Cheque bouncing is one of the most common offences in the country, with over 40 lakh pending cases in the Supreme Court. A cheque can bounce for several reasons such as insufficiency of funds, mismatch in signature, stale cheques, post-dated cheques or if there are corrections in the cheque without authentication. The bank collects a penalty from the defaulter when a cheque bounces. The person issuing the cheque can even get a jail term.
All that’s fine, but what are the remedies if you’ve been issued a cheque which has bounced?

LEGAL ACTION

Almost every bank gives a ‘cheque return memo’ along with the returned cheque stating the reason for the bounce. If you hold the cheque, you need to inform the drawer and ask if you can re-present it to the bank within the 3-month period.
If cheque is dishonoured even the second time, then you can take legal action. As a first step, you can send a legal notice to the defaulter within a period of 30 days from receiving the cheque return memo. The notice should contain all necessary details.
The defaulter needs to make a fresh payment within a period of 15 days from the receipt of this notice. If he still doesn’t make the payment within this time period, then you can file a complaint in the magistrate court. This case should be filed within a maximum period of 1 month from the date of expiry of the 15-day period.

· · · ·

Exercise description: Return the passage of the cheque-bounce text between "Cheque bouncing is" and "which has bounced?", inclusive, with every word and mark unchanged.

Excerpted data:

· · · ·

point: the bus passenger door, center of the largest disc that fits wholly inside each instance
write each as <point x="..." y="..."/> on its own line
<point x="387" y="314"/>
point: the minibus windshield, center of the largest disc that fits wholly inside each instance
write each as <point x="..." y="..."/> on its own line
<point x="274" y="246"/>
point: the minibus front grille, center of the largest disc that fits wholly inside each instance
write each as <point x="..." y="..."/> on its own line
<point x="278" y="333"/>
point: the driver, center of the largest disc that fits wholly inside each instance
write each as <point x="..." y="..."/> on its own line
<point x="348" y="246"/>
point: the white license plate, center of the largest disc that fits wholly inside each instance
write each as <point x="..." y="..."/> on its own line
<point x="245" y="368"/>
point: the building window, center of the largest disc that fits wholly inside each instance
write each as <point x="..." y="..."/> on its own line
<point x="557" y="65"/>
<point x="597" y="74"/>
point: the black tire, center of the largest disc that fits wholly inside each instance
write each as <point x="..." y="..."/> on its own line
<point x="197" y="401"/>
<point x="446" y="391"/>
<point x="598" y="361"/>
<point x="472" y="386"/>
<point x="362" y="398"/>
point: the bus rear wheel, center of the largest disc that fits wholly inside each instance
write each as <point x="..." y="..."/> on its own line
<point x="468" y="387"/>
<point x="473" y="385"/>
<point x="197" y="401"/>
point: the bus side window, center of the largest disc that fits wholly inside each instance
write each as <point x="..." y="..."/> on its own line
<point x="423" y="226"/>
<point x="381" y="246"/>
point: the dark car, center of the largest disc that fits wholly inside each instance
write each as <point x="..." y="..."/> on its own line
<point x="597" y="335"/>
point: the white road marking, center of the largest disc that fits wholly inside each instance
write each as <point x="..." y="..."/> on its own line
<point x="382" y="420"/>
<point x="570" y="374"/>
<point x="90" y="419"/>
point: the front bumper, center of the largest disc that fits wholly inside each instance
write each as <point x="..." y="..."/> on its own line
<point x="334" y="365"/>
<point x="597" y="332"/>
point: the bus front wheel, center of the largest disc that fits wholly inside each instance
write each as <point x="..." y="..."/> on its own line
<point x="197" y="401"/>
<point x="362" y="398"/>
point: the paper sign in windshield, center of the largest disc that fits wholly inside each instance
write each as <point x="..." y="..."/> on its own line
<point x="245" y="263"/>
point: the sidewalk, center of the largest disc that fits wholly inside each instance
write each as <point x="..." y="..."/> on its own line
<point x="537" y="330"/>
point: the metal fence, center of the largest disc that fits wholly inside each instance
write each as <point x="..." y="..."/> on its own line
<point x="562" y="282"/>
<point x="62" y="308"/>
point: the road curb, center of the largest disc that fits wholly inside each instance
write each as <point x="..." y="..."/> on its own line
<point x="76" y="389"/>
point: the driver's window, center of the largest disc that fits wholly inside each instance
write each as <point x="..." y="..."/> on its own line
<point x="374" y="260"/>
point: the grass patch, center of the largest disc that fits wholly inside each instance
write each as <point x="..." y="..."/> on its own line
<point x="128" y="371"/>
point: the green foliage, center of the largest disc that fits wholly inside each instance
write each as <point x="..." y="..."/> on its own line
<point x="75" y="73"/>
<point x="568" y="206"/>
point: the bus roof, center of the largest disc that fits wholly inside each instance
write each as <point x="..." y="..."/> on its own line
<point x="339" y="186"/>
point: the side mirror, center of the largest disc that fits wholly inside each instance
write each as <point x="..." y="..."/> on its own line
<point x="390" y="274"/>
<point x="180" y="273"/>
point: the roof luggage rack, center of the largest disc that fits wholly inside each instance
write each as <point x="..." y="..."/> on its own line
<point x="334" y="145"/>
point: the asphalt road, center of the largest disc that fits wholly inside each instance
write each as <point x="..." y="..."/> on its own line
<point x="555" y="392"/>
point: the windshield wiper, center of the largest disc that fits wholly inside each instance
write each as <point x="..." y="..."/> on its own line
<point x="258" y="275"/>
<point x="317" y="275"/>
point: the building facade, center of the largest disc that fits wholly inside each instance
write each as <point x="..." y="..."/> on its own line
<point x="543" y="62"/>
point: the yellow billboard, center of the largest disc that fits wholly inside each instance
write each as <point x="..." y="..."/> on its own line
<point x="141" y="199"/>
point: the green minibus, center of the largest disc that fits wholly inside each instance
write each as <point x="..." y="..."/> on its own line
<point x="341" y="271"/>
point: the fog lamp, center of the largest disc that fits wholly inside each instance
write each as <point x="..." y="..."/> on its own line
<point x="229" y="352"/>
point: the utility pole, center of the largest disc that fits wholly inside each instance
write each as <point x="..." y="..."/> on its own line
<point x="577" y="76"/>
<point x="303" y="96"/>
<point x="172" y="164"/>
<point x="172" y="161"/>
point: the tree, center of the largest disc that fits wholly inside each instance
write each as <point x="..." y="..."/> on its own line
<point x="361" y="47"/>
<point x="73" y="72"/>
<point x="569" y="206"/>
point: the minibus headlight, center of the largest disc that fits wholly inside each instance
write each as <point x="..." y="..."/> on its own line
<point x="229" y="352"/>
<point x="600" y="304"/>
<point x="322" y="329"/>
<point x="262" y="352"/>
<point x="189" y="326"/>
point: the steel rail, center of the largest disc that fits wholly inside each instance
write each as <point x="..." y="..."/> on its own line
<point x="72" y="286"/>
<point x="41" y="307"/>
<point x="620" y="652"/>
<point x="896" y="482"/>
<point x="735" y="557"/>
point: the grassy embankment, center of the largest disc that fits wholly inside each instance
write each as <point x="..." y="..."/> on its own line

· · · ·

Answer to the task:
Cheque bouncing is one of the most common offences in the country, with over 40 lakh pending cases in the Supreme Court. A cheque can bounce for several reasons such as insufficiency of funds, mismatch in signature, stale cheques, post-dated cheques or if there are corrections in the cheque without authentication. The bank collects a penalty from the defaulter when a cheque bounces. The person issuing the cheque can even get a jail term.
All that’s fine, but what are the remedies if you’ve been issued a cheque which has bounced?